* Start DATASET *

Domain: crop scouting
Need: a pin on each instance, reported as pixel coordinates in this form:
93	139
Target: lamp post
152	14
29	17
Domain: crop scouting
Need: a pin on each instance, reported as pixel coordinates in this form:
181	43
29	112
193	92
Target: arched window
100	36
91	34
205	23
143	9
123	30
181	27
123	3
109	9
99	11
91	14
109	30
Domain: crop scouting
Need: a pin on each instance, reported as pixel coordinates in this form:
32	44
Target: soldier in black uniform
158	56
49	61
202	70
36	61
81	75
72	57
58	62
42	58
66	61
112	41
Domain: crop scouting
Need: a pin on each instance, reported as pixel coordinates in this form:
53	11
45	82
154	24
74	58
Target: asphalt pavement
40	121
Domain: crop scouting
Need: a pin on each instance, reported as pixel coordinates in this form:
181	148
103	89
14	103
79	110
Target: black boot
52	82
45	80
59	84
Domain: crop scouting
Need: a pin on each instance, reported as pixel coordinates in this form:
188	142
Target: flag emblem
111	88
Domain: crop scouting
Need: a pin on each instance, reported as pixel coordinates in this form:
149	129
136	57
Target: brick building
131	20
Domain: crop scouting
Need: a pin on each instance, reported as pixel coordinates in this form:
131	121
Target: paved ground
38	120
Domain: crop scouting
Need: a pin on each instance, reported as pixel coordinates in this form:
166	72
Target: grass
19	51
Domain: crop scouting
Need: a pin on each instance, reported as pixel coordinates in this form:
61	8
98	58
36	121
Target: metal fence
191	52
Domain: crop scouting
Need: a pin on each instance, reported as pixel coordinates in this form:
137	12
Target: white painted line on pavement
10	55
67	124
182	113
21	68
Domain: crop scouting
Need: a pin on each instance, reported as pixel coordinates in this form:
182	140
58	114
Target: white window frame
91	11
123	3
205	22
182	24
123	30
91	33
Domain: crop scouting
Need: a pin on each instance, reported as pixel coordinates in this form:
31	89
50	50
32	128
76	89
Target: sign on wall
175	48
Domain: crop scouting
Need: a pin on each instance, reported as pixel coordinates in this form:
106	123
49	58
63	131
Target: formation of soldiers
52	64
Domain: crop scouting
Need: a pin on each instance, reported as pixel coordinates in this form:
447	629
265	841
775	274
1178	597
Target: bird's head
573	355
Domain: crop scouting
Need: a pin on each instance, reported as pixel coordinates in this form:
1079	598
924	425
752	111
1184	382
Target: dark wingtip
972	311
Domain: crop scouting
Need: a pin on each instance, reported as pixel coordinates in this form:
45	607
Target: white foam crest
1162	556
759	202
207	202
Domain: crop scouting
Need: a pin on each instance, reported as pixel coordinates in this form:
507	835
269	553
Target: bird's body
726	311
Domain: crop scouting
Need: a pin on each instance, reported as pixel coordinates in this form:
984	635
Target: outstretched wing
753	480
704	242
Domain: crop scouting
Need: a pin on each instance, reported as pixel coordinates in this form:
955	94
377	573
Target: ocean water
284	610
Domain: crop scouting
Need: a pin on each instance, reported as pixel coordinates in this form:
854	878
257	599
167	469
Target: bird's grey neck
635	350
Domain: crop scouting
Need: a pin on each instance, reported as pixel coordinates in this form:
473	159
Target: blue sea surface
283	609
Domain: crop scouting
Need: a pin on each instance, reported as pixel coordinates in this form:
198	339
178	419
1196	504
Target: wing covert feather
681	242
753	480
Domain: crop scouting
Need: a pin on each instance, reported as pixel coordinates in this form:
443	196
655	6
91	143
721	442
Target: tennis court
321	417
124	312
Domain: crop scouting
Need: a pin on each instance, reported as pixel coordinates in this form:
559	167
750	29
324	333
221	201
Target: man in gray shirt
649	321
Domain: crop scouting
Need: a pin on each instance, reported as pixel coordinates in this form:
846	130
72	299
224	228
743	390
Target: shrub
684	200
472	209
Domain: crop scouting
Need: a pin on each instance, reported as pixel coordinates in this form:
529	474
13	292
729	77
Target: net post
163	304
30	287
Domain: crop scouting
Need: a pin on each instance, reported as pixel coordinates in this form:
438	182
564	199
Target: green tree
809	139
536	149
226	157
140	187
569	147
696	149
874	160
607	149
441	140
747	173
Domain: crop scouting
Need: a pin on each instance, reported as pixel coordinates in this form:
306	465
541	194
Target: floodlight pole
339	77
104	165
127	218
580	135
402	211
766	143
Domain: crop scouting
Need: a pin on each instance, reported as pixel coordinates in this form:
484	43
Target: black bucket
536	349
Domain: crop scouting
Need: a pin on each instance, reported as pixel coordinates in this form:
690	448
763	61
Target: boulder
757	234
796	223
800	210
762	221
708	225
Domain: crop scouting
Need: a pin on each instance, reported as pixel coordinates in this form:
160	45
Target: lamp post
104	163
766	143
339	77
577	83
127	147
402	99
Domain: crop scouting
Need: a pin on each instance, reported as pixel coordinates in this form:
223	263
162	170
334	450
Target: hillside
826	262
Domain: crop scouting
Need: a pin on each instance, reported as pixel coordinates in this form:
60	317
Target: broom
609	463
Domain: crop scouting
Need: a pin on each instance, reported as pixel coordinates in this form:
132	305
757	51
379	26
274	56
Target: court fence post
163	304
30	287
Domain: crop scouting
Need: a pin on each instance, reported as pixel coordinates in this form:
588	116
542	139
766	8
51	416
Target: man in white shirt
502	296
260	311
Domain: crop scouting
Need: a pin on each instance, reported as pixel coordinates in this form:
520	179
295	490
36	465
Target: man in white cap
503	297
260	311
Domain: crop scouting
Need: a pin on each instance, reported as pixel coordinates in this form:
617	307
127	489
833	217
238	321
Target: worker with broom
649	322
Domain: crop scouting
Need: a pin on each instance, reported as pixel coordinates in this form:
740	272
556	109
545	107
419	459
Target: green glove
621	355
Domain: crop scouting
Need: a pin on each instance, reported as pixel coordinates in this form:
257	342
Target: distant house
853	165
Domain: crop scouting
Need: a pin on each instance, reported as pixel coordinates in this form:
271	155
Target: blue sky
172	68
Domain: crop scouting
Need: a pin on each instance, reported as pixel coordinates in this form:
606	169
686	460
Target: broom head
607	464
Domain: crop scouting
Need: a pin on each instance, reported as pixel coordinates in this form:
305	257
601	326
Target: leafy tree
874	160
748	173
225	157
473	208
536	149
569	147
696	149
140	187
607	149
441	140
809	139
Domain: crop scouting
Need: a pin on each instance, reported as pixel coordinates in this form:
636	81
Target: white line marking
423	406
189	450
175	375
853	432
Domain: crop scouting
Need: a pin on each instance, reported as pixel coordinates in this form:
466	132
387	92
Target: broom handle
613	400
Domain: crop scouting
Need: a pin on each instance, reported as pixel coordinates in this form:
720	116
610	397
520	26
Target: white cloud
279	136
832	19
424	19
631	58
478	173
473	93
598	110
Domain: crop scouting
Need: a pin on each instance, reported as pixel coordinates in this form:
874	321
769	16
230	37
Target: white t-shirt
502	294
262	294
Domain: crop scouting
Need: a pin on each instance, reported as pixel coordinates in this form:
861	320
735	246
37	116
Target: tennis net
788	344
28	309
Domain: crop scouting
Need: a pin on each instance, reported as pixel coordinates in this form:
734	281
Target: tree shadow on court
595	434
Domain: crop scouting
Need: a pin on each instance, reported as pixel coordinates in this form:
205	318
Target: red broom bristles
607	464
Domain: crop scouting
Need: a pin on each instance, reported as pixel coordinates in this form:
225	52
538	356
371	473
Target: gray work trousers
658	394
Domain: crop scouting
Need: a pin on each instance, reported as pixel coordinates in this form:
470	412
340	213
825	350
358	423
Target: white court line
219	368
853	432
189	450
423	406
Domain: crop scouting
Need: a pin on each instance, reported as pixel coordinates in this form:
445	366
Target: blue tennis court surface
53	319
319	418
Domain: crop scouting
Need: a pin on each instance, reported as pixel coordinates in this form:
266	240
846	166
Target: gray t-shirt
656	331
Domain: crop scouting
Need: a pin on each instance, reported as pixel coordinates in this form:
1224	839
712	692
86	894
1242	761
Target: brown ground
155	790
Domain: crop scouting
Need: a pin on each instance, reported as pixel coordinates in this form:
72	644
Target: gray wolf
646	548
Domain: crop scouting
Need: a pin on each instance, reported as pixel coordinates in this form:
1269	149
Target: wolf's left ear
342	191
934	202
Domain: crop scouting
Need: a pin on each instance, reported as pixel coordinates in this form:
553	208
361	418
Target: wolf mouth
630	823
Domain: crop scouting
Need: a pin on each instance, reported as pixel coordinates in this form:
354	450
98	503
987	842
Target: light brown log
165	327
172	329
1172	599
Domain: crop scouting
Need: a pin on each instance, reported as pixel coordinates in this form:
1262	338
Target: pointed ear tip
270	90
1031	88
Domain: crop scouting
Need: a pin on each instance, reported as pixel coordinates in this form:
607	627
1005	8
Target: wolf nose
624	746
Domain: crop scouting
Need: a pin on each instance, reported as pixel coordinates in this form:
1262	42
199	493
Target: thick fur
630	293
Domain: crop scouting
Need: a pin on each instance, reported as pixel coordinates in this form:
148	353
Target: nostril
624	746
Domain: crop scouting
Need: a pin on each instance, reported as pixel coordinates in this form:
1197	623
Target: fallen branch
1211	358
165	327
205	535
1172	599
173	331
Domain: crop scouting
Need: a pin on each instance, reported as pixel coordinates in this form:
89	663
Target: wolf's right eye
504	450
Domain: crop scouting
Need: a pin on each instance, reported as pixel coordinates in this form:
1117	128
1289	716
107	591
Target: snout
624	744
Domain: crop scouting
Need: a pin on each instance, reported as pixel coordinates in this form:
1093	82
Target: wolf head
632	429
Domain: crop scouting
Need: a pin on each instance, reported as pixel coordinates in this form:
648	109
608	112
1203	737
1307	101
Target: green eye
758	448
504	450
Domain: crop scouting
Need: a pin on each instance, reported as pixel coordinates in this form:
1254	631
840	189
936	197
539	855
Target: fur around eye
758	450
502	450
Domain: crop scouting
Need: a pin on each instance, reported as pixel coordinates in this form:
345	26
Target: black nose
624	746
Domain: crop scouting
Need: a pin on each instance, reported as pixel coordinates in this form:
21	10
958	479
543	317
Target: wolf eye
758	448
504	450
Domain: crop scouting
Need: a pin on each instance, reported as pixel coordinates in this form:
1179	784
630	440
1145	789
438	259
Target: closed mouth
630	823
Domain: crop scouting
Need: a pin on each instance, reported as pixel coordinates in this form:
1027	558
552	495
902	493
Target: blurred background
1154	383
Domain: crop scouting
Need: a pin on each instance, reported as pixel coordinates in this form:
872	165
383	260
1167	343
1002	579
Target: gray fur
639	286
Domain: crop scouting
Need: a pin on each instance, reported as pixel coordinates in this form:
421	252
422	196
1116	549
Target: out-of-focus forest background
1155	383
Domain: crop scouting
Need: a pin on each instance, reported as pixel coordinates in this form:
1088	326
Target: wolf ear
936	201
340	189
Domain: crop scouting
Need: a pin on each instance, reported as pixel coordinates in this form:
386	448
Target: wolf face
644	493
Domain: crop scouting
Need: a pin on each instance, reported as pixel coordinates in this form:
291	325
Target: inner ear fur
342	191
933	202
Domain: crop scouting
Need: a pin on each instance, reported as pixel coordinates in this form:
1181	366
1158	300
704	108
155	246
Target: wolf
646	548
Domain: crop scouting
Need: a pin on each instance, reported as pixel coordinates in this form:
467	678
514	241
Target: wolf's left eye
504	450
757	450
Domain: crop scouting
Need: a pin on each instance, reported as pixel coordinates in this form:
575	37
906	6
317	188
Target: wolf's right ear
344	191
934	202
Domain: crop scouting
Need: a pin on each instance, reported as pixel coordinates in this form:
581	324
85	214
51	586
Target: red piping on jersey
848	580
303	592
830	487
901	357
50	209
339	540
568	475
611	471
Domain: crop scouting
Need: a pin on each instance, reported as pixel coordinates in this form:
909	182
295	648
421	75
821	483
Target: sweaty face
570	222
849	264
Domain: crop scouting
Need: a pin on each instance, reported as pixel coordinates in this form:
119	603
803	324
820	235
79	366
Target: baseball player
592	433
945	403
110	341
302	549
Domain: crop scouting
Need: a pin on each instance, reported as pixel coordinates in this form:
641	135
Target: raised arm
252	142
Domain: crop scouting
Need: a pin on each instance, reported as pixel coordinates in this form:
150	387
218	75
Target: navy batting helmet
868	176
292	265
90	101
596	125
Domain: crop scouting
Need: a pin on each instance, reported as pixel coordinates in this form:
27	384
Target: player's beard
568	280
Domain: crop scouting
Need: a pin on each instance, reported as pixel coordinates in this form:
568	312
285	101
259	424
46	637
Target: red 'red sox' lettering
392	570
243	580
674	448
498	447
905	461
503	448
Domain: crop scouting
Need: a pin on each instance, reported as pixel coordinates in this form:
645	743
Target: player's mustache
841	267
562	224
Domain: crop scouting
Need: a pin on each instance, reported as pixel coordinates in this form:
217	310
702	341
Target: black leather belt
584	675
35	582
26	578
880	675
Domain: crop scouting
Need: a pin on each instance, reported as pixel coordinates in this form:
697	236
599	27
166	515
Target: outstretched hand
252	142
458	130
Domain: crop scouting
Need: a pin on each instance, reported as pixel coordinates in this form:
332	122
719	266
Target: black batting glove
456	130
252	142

* End DATASET *

Pull out each line of the listing above that contains the string "window".

#### RESULT FOR THIS TASK
Target: arched window
Target: white window frame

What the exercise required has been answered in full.